## Consigne 1
Résumez en deux phrases le texte sur l’union du Maghreb.
## Consigne 2
Prolongez le texte sur l’union du Maghreb en rédigeant la suite de son dernier paragraphe.

## Bloc de texte
________________________________________
Durant les premières semaines de l’année 2016, des événements à caractère géostratégique se sont accélérés dans et autour de la région du Maghreb.
De la question du Sahara, à la tournure qu’a prise la guerre en Syrie, en passant malheureusement par la menace terroriste, ses ramifications et ses conséquences qui continuent de déstabiliser la région maghrébine, le Sahel et toute l’Europe par bien des aspects.
Moult voix se sont élevées pour rappeler, en ce triste anniversaire de l’Union du Maghreb arabe, la dimension prioritaire et stratégique que revêt la cause unioniste maghrébine. L’autre son de cloche préfère camper sur une logique inverse, renvoyant la question de l’Union du Maghreb aux calendes grecques sous prétexte que les conjonctures ne permettent guère d’en aborder un semblant de début de réponse. Et pourtant, tous les faits conduisent à déduire que si une institution maghrébine existait bel et bien, plusieurs objectifs vitaux pour l’Europe et le Maghreb auraient été conjointement atteints, plus vite et dans l’intérêt des deux rives. Migration légale, crise des réfugiés, investissements directs, lutte contre le terrorisme, échanges commerciaux, gestion des conflits territoriaux, développement socioéconomique et progrès démocratique et institutionnel, etc.
Le Maghreb uni : objectif européen ?
Si le Maghreb était uni de Nouakchott à Tripoli, l’on aurait un marché commun de plus de 90 millions d’habitants dont le potentiel de développement est inégalé, par ailleurs, vu les richesses dont jouit cette partie de l’Afrique. Si l’espace maghrébin était ouvert et libre, je laisse le lecteur imaginer l’impact sur la consommation, l’investissement, la création des richesses et des emplois pour une population jeune qui dépasse 65% de l’ensemble des Maghrébins. Si les économies maghrébines étaient suffisamment interactives, l’on aurait les entreprises mauritaniennes qui utiliseraient naturellement Agadir ou Tanger pour accéder au marché européen. Oujda serait un hub pour l’économie et la communication du Maghreb. Oran et Skikda seraient érigées en relais stratégiques pour des filières industrielles maghrébines. Tunis, Tripoli et Benghazi pourraient être les pôles névralgiques d’une vaste zone d’investissements maghrébine.
La perspective semble être à cet instant utopique. Elle l’est car les esprits sont aveuglés par les drames que subissent les Maghrébins dans leur propre chaire (Tunisie et Libye), dans leurs institutions (Libye) et dans leur esprit de fraternité et de voisinage (Maroc et Algérie). Elle l’est car les pays du Maghreb, dans leur majorité, sombrent dans la gestion du quotidien et la réaction aux actualités sans aucune vision à long terme. L’Union semble un rêve, plus qu’un objectif pragmatique, car le printemps du Maghreb a vite pris la forme d’un dommage collatéral plus qu’une lueur d’espoir pour des générations successives.
________________________________________
## Données
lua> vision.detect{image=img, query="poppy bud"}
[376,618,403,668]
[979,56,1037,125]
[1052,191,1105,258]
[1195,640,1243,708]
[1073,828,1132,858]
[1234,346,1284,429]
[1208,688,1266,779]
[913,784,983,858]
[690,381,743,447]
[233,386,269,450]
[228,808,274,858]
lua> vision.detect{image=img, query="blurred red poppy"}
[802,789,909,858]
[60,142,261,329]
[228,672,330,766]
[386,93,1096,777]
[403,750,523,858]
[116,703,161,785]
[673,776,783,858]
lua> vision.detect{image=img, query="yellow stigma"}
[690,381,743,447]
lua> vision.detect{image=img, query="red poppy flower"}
________________________________________
## Production attendue 1
Au début de 2016, des événements géostratégiques se sont accélérés dans et autour du Maghreb, et le texte soutient qu’une institution maghrébine aurait permis d’atteindre plus vite des objectifs vitaux pour l’Europe et le Maghreb. Il décrit le potentiel d’un Maghreb uni, marché commun de plus de 90 millions d’habitants, tout en admettant que cette perspective paraît pour l’instant utopique, en raison des drames vécus dans la région, de l’absence de vision à long terme et d’un printemps du Maghreb devenu un dommage collatéral.

## Production attendue 2
Celles-ci attendaient un tel moment historique pour dépasser le lourd héritage de la colonisation et de la guerre froide et mettre, enfin et véritablement, les deux pieds au sein de ce qu’est le 21e siècle pour le monde libre et développé. Les «observateurs» les plus directs de la question disent haut et fort, depuis deux décennies, que le manque à gagner est considérable pour les pays maghrébins faute d’intégration économique et d’ouverture de l’espace aux personnes et aux investissements mutuels. Lesdits observateurs sont le plus souvent européens ou experts de la question européenne. Ils devraient être, par conséquent, sensibles à la nécessité d’un Maghreb uni, démocratique et intégré pour une Europe solidaire et coopérant avec sa continuité géostratégique et son voisinage historique direct, à savoir l’Afrique et, plus immédiatement, la région du Maghreb. Par ailleurs, l’histoire récente de l’évolution de la construction européenne nous renseigne sur les failles qui ont pu causer les derniers blocages institutionnels de l’UE. A-t-on suffisamment mesuré la pertinence d’un espace Schengen ne couvrant pas toute l’Union ? Pourquoi a-t-on permis à la Grande-Bretagne de choisir une place «à la carte» au sein de l’UE ? La mise en place d’un «monsieur/madame» diplomatie européenne, sous la forme et le concept actuels, a-t-elle suffisamment uni les points de vue des États de l’UE et les approches à adopter face aux défis externes ? Quel est le réel poids de la diplomatie «UE» face aux relations bilatérales et leur complexité historique ?
L’insuffisance des réponses que propose l’Europe aux défis majeurs externes est intimement liée aux incohérences institutionnelles des relations de l’UE avec ses voisinages. Cela est dû à l’histoire et la géographie qu’elle partage, individuellement, avec les pays voisins. Le Maghreb est la région qui en pâtit le plus, à cause de sa dépendance immédiate à l’égard des ex-puissances coloniales.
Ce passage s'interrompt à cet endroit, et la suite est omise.